SELECTION:
[comp.arch] fft routine

chris@mimsy.UUCP (Chris Torek) (07/03/88)

(N.B.: this is a language (code design) issue, not an architectural
issue, so I have redirected followups to comp.lang.misc.)

The context of the following quote is benchmarking; in this case one
is, of course, concerned with running existing code quickly.  Yet the
code below is all too typical: there are no comments; the variables
have names that tell nothing.  In short, the code is unmaintainable.

>fft(xr,xi,n,m,wr,wi)
>	float xr[],xi[],wr[],wi[];
>	unsigned int n,m;
>{
>
>	unsigned int n1,n2,ia,ie,i,j,k,l;
>	float c,s,xrt,xit;
>
>	n2 = n;
>	ie = 1;
>	for (k=0 ; k<m ; k++)
>	{
>		n1 = n2;
>		n2 = n2>>1;
>		ia = 0;
>		for (j=0 ; j<n2 ; j++)
>		{
>			c = wr[ia];
>			s = wi[ia];
>			ia = ia+ie;
>
>			/* BEGIN INNER LOOP */
>
>			for (i=0 ; i<n ; i+=n1)

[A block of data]
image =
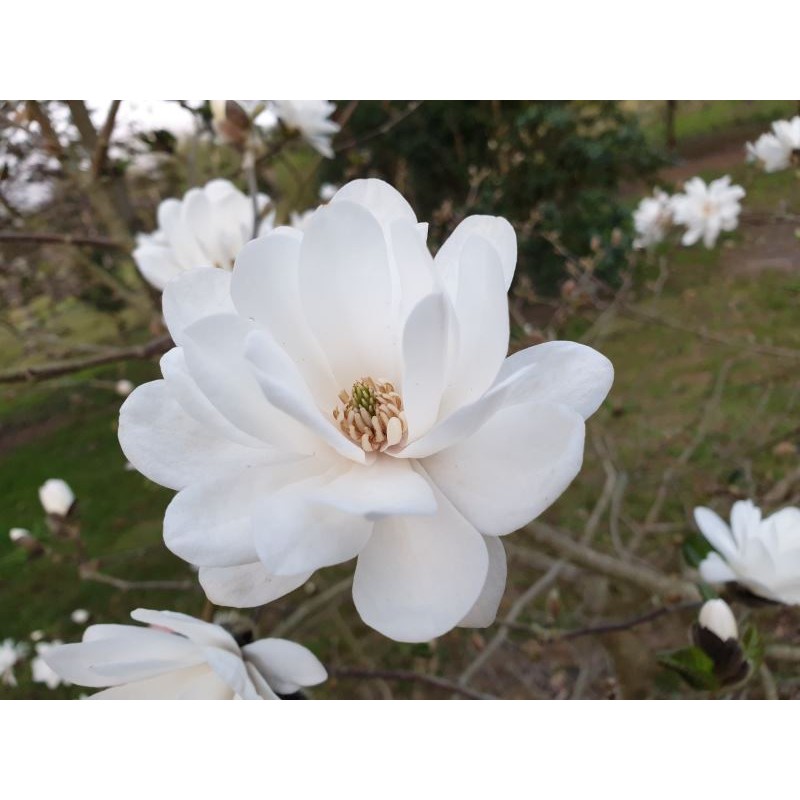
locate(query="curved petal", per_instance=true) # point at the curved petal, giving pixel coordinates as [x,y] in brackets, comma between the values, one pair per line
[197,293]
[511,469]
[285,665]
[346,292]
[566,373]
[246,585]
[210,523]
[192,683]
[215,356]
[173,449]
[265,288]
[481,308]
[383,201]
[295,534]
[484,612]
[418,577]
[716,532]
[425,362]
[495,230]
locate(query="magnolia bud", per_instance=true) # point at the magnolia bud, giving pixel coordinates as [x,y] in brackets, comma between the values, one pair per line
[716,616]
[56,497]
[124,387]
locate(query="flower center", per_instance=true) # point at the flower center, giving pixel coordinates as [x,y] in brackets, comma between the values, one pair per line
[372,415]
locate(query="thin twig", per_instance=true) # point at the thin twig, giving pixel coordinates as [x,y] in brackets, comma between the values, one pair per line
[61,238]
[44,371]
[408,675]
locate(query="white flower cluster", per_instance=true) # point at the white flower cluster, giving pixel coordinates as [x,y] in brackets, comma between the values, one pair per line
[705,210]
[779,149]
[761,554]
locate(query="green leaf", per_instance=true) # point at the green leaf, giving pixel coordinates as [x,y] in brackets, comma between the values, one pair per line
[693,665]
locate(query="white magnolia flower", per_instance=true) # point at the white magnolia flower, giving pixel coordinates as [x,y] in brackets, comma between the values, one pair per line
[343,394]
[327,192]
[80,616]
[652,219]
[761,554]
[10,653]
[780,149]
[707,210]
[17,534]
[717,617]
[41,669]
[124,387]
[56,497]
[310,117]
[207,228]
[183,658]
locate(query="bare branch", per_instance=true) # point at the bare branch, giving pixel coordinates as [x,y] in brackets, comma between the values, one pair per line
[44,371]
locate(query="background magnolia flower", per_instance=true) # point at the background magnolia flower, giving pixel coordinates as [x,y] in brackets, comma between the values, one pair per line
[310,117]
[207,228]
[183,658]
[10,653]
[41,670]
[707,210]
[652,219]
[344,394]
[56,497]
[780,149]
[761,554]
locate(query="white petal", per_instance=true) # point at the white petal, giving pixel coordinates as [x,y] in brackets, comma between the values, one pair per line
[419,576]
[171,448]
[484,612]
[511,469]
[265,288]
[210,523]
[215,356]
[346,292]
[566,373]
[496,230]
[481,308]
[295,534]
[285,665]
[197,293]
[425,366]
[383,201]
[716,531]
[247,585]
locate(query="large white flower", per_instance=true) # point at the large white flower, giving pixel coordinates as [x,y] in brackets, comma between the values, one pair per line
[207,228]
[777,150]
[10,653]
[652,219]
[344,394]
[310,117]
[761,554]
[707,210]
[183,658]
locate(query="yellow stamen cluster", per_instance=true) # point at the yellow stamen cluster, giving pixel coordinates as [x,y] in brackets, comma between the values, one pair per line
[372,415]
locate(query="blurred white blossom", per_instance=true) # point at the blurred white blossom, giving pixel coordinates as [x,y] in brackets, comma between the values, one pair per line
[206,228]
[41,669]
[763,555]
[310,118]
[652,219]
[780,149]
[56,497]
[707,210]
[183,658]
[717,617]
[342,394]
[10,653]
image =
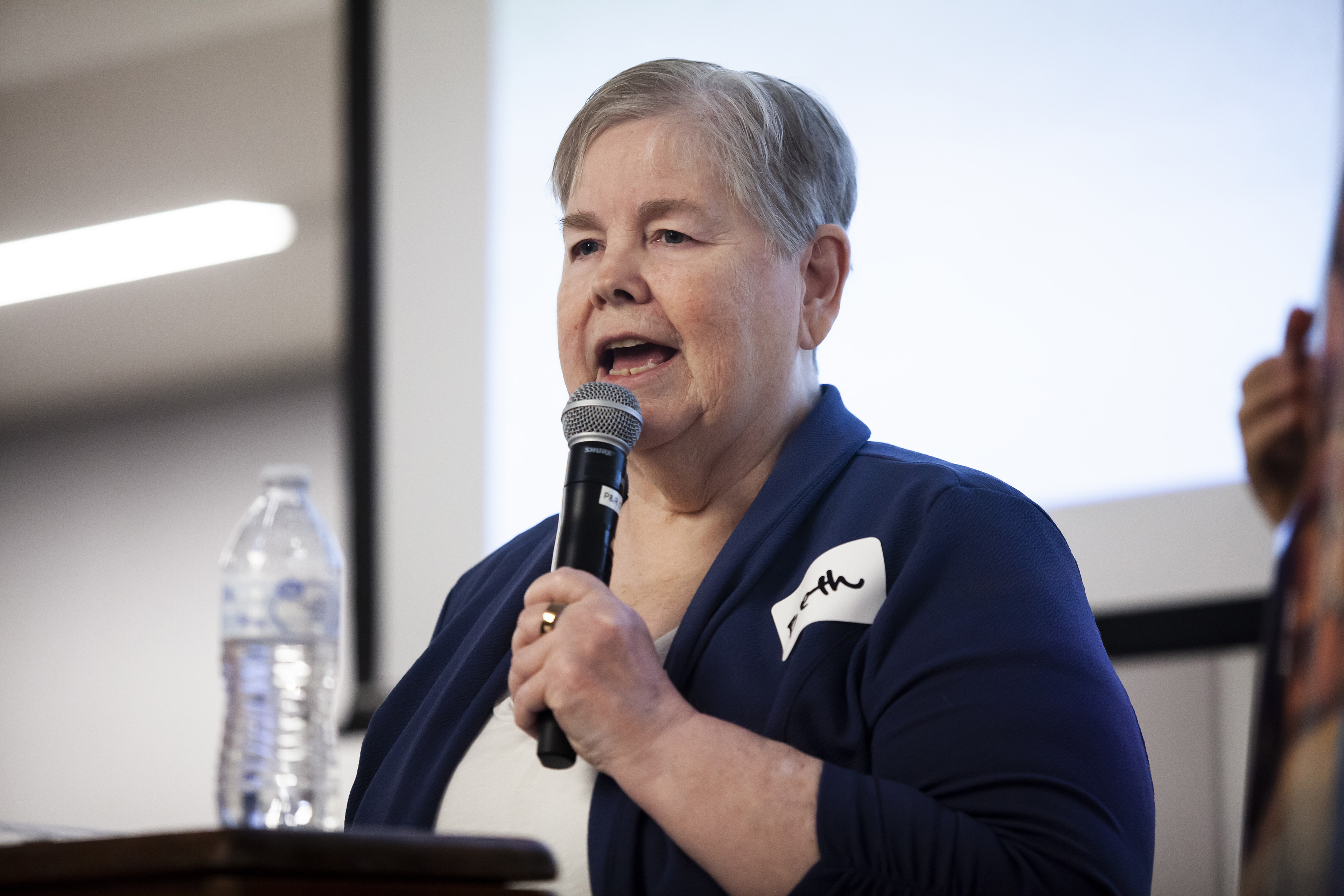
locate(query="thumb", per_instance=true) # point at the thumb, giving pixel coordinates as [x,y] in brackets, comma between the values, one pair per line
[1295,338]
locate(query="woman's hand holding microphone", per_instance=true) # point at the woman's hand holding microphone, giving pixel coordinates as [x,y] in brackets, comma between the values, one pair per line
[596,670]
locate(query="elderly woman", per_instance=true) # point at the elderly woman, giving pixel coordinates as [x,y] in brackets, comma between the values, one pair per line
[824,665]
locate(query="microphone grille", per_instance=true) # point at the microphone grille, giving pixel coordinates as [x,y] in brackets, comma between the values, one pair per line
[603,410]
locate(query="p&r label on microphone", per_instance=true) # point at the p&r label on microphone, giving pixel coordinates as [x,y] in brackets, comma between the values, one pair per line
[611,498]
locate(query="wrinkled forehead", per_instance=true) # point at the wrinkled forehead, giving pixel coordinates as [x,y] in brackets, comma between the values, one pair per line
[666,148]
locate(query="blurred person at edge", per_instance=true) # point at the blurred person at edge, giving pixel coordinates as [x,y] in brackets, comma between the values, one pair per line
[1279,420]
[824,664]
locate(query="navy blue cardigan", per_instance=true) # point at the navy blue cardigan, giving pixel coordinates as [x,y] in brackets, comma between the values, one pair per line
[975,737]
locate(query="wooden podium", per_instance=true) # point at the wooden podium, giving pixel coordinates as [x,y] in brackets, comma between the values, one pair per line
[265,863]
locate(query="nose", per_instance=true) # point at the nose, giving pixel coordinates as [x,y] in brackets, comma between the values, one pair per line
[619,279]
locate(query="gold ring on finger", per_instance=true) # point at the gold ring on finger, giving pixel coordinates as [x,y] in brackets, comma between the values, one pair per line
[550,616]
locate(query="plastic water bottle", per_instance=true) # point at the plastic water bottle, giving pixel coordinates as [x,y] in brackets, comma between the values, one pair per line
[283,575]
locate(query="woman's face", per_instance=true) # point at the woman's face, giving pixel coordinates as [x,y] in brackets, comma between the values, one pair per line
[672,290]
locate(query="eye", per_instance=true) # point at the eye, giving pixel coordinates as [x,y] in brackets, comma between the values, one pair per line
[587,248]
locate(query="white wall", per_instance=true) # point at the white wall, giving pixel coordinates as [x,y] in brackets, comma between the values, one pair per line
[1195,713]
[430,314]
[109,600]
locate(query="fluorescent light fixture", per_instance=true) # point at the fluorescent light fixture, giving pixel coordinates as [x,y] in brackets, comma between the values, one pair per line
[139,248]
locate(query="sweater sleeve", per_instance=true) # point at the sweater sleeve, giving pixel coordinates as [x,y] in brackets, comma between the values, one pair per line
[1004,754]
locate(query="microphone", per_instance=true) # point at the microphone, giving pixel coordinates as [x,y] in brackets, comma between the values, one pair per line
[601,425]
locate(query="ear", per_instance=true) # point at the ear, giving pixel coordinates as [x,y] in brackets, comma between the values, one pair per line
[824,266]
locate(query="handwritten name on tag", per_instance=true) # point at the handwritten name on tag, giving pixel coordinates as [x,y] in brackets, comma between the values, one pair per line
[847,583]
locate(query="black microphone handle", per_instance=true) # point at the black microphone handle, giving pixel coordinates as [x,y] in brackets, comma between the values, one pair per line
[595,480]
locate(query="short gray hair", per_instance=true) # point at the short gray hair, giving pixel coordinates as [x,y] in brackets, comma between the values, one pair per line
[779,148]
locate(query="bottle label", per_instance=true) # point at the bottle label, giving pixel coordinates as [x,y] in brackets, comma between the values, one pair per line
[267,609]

DIRECTION 1: Quote the post on the fft routine, beginning at the words "[comp.arch] fft routine" and stopping after the words "code is unmaintainable.".
DIRECTION 2: According to the post on the fft routine, to which newsgroup were followups redirected?
You can set the items aside; nothing here depends on them.

EXPECTED ANSWER 1:
[comp.arch] fft routine

chris@mimsy.UUCP (Chris Torek) (07/03/88)

(N.B.: this is a language (code design) issue, not an architectural
issue, so I have redirected followups to comp.lang.misc.)

The context of the following quote is benchmarking; in this case one
is, of course, concerned with running existing code quickly.  Yet the
code below is all too typical: there are no comments; the variables
have names that tell nothing.  In short, the code is unmaintainable.

EXPECTED ANSWER 2: comp.lang.misc